── Data records ──

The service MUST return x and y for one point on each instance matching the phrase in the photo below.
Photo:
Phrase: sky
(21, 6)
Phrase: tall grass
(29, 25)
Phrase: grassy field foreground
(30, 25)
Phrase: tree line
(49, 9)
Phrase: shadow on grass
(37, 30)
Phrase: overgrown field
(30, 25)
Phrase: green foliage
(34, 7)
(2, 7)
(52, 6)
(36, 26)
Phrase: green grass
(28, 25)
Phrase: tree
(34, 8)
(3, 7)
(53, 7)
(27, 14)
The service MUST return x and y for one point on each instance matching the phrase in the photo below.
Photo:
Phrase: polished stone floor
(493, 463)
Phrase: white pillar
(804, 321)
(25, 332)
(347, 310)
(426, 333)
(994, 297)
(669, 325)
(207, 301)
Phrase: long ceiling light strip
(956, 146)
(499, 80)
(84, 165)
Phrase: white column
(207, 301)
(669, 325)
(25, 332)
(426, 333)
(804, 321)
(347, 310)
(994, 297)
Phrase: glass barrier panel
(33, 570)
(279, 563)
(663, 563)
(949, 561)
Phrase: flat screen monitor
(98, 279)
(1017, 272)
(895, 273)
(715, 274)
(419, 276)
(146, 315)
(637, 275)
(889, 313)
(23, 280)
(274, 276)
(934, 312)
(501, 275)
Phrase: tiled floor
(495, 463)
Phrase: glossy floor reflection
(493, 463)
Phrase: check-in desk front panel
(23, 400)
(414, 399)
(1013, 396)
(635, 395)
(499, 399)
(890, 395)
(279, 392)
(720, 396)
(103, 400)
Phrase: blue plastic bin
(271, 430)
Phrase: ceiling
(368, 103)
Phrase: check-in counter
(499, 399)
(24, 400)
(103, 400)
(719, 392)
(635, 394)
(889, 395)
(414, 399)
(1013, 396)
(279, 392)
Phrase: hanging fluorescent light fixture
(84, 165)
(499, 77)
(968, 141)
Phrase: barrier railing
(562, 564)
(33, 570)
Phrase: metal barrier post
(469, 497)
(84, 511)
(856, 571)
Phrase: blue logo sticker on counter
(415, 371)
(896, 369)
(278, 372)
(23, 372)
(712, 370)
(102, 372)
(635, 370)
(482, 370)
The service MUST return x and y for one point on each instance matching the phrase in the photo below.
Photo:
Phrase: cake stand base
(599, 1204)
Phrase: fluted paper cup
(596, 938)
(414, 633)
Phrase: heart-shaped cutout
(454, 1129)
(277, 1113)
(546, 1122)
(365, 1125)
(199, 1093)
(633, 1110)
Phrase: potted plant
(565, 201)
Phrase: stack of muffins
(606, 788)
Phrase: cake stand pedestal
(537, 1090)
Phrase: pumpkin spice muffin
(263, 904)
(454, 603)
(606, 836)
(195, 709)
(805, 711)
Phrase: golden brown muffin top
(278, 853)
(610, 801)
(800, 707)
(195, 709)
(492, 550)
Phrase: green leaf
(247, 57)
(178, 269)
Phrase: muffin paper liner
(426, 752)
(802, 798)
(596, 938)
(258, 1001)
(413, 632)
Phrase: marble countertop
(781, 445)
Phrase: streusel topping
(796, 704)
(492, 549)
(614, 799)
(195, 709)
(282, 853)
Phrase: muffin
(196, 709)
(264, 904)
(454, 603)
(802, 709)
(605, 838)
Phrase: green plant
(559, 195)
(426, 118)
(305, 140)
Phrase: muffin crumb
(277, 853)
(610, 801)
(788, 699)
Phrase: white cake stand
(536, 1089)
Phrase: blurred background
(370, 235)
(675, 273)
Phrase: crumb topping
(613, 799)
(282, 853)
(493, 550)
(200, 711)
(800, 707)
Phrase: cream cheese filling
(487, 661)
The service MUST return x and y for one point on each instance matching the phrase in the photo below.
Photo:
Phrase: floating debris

───

- Task statement -
Copy every line of the data above verbatim, from start to finish, with no changes.

- Right answer -
The service MUST return x and y for one point on each instance matching the phrase in the photo below.
Photo:
Phrase: sky
(21, 6)
Phrase: tall grass
(29, 25)
Phrase: grassy field foreground
(30, 25)
Phrase: tree line
(49, 9)
Phrase: shadow on grass
(37, 30)
Phrase: overgrown field
(30, 25)
Phrase: green foliage
(34, 7)
(2, 7)
(52, 6)
(36, 26)
Phrase: green grass
(28, 25)
Phrase: tree
(34, 8)
(3, 7)
(53, 7)
(27, 14)
The service MUST return x and y for one point on each instance matching the phrase in the photo below.
Photo:
Phrase: polished stone floor
(493, 463)
Phrase: white pillar
(804, 321)
(25, 332)
(347, 310)
(426, 333)
(994, 297)
(669, 325)
(207, 301)
Phrase: long ceiling light strip
(956, 146)
(499, 80)
(84, 165)
Phrase: white column
(207, 301)
(669, 325)
(25, 332)
(426, 333)
(804, 321)
(347, 310)
(994, 297)
Phrase: glass barrier panel
(33, 570)
(279, 563)
(663, 563)
(949, 561)
Phrase: flat screen monitor
(98, 279)
(1017, 272)
(895, 273)
(715, 274)
(419, 276)
(146, 315)
(637, 275)
(889, 313)
(23, 280)
(274, 276)
(934, 312)
(501, 275)
Phrase: tiled floor
(495, 463)
Phrase: glossy floor reflection
(493, 463)
Phrase: check-in desk front panel
(23, 400)
(414, 399)
(1013, 396)
(635, 395)
(499, 399)
(890, 395)
(279, 392)
(720, 396)
(103, 400)
Phrase: blue plastic bin
(271, 430)
Phrase: ceiling
(368, 103)
Phrase: check-in counter
(499, 399)
(24, 400)
(103, 400)
(719, 392)
(635, 394)
(889, 395)
(414, 399)
(1013, 396)
(279, 392)
Phrase: hanging fluorescent light fixture
(84, 165)
(499, 77)
(968, 141)
Phrase: barrier railing
(562, 564)
(33, 570)
Phrase: metal barrier post
(469, 497)
(84, 511)
(856, 571)
Phrase: blue logo sticker on counter
(415, 371)
(896, 369)
(278, 372)
(23, 372)
(712, 370)
(102, 372)
(635, 370)
(482, 370)
The service MUST return x and y for one point on each instance matching the phrase in the photo below.
Photo:
Phrase: cake stand base
(599, 1204)
Phrase: fluted paper cup
(596, 938)
(414, 633)
Phrase: heart-shaped cutout
(454, 1129)
(277, 1113)
(546, 1122)
(365, 1125)
(199, 1093)
(633, 1110)
Phrase: potted plant
(565, 201)
Phrase: stack of muffins
(606, 788)
Phrase: cake stand pedestal
(537, 1090)
Phrase: pumpkin spice muffin
(263, 904)
(454, 603)
(606, 836)
(195, 709)
(805, 711)
Phrase: golden brown muffin top
(278, 853)
(610, 801)
(800, 707)
(195, 709)
(492, 550)
Phrase: green leaf
(247, 57)
(178, 269)
Phrase: muffin paper liner
(426, 752)
(802, 798)
(596, 938)
(258, 1001)
(413, 632)
Phrase: marble countertop
(781, 445)
Phrase: streusel topping
(796, 704)
(492, 549)
(614, 799)
(195, 709)
(282, 853)
Phrase: muffin
(196, 709)
(264, 904)
(454, 603)
(802, 709)
(605, 838)
Phrase: green plant
(559, 195)
(426, 118)
(305, 140)
Phrase: muffin crumb
(277, 853)
(610, 801)
(788, 699)
Phrase: white cake stand
(536, 1089)
Phrase: blurred background
(370, 235)
(675, 273)
Phrase: crumb topping
(613, 799)
(282, 853)
(493, 550)
(200, 711)
(800, 707)
Phrase: cream cheese filling
(487, 661)
The service MUST return x and y for one point on each instance matching the phrase in the photo below.
Photo:
Phrase: floating debris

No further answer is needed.